> Task directions
Starting with the line that contains "Expected output, for every instance of the blue", copy every line through the end of the data below, exactly and with nothing added.

> The records
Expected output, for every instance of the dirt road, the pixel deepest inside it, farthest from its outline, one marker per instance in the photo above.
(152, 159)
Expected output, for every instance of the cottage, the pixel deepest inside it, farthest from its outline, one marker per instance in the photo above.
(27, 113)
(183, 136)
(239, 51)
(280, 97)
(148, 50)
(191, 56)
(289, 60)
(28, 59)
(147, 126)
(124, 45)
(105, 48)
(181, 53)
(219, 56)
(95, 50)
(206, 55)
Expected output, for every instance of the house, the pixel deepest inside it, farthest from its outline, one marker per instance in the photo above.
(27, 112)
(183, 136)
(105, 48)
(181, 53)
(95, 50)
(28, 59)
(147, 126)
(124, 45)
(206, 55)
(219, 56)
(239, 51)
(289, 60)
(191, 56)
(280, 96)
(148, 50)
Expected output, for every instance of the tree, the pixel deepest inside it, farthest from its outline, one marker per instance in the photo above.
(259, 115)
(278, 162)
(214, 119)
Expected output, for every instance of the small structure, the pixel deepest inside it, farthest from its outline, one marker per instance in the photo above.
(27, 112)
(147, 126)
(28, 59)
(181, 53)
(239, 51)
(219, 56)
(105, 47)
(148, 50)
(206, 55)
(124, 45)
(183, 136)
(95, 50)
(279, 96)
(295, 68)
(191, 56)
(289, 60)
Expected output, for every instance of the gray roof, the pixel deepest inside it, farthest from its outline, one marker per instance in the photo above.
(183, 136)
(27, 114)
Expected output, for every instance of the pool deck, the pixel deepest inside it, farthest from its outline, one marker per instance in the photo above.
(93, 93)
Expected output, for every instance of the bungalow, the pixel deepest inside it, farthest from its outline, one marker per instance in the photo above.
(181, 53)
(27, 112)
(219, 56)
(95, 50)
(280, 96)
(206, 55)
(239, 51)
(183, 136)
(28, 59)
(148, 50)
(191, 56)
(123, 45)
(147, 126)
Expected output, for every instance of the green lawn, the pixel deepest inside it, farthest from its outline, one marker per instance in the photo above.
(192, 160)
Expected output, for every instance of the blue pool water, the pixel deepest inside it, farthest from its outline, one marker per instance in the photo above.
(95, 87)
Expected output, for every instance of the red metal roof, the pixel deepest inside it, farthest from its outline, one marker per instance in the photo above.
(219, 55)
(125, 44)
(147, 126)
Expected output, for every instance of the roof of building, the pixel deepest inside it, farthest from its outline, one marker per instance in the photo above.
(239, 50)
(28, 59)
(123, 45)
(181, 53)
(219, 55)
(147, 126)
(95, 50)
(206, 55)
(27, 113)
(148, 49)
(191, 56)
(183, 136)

> Answer section
Expected output, for every instance of the blue pool water, the pixel deepest inside it, farthest from its outline, one marker per instance in the photo above.
(95, 87)
Expected output, for every instance of the red metal roof, the pixel deepest inside it, farthest from its outline, one marker per instance in the photo above.
(219, 55)
(125, 44)
(147, 126)
Expected output, for every instance of the roof of building, the pixel deepest inside it, farthest from its outline, one marker per instance in the photo above.
(239, 50)
(28, 59)
(123, 45)
(181, 53)
(219, 55)
(147, 126)
(95, 50)
(206, 55)
(27, 113)
(148, 49)
(191, 56)
(183, 136)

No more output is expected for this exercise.